— Challenge —
Return every line of the data that contains the word "grain", matching case exactly.
++++++++++++++++++++
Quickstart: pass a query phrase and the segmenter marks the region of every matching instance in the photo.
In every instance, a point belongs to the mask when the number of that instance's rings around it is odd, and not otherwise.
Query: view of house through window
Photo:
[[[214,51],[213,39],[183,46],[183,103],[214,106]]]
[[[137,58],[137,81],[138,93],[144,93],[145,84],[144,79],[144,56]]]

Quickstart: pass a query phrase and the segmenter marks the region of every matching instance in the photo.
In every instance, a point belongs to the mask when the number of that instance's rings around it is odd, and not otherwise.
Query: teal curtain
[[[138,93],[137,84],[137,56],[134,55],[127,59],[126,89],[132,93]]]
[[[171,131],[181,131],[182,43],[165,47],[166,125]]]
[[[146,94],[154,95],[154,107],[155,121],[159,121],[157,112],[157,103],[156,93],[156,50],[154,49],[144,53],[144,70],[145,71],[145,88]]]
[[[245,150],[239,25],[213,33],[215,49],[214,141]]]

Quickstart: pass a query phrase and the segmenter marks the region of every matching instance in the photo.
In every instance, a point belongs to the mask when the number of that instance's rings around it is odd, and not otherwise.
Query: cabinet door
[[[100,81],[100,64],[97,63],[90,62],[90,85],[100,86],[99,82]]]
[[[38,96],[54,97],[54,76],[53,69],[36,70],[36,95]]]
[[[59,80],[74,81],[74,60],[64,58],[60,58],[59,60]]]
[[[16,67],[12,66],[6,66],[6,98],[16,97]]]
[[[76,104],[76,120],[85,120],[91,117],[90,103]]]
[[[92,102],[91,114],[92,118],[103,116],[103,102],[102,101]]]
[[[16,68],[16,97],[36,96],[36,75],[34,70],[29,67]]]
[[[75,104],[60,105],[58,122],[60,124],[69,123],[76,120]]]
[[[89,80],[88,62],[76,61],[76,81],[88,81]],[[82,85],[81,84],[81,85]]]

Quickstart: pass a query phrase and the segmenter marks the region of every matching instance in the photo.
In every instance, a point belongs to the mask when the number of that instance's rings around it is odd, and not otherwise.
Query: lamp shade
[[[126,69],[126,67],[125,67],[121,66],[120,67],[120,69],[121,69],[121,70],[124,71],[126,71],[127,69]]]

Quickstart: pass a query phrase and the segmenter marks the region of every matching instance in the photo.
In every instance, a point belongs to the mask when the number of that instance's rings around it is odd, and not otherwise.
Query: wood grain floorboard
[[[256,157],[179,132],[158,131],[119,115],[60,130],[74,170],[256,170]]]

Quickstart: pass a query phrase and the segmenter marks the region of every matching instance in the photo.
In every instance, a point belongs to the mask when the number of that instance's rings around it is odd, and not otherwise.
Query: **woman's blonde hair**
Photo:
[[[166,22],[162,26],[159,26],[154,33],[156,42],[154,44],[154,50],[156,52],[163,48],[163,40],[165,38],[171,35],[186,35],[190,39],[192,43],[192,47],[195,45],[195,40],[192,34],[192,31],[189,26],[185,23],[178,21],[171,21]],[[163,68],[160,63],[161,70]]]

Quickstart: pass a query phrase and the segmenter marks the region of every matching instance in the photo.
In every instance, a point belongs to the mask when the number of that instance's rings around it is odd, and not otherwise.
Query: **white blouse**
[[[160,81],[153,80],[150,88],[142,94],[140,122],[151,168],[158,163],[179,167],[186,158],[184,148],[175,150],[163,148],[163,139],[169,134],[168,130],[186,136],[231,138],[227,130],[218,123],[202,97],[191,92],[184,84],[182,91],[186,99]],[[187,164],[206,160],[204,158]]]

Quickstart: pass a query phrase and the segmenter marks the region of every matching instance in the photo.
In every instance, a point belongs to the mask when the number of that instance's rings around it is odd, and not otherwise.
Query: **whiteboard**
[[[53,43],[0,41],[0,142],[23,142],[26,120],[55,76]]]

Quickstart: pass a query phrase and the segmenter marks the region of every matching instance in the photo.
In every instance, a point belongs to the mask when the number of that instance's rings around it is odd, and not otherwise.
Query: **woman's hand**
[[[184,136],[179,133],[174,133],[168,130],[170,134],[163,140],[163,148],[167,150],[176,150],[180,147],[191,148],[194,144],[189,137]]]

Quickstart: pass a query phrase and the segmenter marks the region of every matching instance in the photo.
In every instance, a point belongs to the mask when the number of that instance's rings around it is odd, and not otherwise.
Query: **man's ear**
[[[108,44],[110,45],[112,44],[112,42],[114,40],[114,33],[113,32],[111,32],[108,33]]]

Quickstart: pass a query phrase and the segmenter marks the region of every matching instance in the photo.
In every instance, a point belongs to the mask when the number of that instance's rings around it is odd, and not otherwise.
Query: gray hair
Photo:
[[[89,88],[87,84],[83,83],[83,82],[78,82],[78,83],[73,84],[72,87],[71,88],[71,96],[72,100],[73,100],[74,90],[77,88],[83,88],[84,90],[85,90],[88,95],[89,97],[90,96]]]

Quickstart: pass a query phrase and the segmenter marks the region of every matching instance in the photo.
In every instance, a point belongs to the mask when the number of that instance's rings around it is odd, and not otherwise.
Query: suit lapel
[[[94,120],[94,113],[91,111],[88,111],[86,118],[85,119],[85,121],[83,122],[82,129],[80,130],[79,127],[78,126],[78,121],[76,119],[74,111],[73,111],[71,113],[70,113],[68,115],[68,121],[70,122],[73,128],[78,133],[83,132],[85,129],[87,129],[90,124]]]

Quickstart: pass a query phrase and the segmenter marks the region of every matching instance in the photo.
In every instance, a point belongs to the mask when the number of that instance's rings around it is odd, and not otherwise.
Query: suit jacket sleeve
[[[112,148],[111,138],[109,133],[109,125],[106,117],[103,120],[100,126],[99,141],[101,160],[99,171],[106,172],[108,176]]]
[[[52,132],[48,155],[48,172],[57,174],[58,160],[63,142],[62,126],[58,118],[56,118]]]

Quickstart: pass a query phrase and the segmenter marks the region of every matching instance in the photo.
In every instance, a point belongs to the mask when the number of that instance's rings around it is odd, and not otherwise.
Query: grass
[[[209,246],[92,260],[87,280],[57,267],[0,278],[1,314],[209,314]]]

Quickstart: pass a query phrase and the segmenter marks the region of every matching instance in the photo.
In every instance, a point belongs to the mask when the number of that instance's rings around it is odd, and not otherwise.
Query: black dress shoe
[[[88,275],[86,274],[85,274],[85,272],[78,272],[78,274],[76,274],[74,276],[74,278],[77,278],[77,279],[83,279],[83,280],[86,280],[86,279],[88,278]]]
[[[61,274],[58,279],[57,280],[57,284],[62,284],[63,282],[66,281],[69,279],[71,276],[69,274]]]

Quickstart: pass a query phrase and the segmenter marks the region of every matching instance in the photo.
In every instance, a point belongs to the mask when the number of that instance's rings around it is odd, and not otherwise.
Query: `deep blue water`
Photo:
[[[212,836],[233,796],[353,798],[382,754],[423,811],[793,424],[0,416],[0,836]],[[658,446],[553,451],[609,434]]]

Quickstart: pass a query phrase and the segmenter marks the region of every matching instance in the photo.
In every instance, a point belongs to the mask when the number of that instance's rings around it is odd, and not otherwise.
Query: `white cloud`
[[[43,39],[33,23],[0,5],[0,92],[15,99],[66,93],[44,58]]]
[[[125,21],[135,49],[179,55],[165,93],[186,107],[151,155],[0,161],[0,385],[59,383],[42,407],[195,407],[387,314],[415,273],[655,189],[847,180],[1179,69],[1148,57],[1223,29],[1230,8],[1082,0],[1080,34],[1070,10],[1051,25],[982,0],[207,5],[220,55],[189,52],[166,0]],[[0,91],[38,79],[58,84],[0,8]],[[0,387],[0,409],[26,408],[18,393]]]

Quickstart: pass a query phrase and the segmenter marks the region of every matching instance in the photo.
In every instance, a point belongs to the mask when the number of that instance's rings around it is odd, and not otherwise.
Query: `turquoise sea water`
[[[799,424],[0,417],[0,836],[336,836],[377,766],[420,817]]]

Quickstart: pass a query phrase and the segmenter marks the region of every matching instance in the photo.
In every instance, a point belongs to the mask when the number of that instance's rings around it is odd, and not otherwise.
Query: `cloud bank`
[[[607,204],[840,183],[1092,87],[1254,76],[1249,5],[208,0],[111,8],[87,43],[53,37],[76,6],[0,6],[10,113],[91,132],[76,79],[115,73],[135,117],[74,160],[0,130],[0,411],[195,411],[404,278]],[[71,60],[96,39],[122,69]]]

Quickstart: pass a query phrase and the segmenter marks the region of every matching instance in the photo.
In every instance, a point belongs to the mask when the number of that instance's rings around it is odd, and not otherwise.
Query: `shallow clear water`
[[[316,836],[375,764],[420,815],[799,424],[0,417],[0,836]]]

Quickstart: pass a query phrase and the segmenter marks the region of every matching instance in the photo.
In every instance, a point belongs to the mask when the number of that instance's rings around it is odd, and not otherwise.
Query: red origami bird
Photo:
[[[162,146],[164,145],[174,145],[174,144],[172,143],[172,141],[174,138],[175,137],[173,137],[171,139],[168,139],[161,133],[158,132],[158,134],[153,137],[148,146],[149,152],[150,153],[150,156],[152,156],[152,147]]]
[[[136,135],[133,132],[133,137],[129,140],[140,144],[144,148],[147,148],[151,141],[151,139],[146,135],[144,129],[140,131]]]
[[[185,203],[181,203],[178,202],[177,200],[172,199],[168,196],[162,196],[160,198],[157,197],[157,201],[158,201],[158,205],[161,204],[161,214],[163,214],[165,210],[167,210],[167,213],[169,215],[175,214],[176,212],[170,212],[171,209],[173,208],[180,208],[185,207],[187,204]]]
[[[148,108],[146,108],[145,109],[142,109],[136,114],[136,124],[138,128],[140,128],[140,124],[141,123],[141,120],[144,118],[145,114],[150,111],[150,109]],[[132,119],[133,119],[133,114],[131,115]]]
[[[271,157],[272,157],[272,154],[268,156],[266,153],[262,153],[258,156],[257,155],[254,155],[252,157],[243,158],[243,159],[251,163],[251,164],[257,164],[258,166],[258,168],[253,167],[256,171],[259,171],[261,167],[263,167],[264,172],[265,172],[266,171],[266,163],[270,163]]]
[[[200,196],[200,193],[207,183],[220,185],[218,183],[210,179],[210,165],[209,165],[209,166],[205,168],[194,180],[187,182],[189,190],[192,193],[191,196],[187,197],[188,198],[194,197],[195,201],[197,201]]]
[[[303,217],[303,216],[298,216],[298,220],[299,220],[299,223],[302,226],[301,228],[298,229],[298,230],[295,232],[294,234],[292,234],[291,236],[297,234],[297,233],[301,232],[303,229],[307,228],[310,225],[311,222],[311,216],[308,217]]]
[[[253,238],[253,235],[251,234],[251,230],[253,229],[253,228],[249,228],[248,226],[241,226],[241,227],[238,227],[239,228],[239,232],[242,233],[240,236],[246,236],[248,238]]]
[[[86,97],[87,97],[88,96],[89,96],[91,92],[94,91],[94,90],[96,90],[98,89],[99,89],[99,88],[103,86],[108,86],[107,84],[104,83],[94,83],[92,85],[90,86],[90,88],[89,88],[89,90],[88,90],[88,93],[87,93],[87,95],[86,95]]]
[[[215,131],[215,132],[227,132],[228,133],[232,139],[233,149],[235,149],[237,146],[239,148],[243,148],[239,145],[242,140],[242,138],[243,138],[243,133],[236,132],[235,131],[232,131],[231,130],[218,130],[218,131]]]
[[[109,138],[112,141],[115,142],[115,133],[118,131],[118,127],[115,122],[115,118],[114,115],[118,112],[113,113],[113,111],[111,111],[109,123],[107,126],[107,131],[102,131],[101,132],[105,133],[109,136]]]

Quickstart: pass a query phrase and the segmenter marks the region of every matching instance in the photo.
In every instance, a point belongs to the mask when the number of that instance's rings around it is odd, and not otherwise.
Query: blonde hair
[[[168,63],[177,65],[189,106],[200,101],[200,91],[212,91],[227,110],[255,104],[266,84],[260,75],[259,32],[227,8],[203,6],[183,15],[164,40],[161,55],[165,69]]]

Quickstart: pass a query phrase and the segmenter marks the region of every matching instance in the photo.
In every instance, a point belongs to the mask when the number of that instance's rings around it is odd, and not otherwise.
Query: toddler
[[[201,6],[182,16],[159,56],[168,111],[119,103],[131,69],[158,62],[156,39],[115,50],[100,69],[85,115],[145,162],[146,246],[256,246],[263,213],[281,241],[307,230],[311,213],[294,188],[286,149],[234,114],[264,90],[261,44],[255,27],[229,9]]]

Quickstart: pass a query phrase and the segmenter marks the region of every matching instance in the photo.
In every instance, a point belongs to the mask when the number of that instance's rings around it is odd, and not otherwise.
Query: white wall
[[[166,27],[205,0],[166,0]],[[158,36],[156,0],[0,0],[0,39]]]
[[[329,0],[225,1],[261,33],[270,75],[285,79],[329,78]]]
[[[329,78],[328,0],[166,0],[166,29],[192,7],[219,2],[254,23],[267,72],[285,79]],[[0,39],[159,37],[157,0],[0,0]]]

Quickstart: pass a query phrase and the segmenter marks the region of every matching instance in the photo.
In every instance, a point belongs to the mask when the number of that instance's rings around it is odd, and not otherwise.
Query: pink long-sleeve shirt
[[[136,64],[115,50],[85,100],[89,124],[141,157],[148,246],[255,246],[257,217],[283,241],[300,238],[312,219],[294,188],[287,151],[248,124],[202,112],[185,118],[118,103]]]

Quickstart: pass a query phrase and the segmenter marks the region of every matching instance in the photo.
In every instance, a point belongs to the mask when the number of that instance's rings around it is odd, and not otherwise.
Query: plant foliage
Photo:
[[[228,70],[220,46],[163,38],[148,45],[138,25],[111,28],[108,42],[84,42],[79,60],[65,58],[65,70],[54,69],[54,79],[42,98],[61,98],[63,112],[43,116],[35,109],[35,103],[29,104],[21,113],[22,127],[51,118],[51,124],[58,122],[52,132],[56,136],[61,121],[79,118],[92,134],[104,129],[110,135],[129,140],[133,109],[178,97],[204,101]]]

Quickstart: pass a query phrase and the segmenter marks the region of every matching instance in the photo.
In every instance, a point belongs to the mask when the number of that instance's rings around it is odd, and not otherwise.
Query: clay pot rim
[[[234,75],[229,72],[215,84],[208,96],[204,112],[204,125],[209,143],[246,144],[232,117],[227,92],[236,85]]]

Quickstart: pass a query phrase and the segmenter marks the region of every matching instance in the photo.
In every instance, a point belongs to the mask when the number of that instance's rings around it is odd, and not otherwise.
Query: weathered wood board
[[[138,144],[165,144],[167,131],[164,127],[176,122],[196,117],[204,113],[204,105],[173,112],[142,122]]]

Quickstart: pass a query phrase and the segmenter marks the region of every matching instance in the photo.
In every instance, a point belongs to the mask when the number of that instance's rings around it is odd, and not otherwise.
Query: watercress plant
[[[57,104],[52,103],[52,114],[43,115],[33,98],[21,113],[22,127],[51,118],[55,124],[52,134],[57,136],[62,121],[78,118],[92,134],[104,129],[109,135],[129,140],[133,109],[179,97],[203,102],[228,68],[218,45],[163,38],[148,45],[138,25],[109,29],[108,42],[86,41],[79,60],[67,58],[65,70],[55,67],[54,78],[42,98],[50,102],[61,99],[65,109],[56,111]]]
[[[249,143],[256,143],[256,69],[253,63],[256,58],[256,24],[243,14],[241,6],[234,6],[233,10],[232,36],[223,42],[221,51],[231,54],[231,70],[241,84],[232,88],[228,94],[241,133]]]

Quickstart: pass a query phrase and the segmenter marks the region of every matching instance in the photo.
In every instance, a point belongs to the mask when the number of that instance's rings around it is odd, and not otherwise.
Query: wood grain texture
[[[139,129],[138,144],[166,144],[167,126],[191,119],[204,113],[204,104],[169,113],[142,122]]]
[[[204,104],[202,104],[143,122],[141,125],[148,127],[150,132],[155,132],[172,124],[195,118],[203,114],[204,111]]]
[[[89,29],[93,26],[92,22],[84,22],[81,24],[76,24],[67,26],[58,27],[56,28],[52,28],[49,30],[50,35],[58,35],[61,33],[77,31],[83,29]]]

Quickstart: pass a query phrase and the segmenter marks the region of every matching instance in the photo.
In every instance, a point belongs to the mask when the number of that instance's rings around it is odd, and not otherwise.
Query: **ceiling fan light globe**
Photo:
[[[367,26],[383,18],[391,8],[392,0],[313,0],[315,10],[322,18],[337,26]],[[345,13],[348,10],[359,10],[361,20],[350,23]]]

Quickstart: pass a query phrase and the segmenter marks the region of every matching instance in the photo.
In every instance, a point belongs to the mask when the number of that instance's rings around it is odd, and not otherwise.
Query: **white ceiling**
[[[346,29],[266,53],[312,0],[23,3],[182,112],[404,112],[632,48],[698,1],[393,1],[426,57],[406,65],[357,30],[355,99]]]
++++++++++++++++++++
— Completed task —
Query: wood grain floorboard
Query: wood grain texture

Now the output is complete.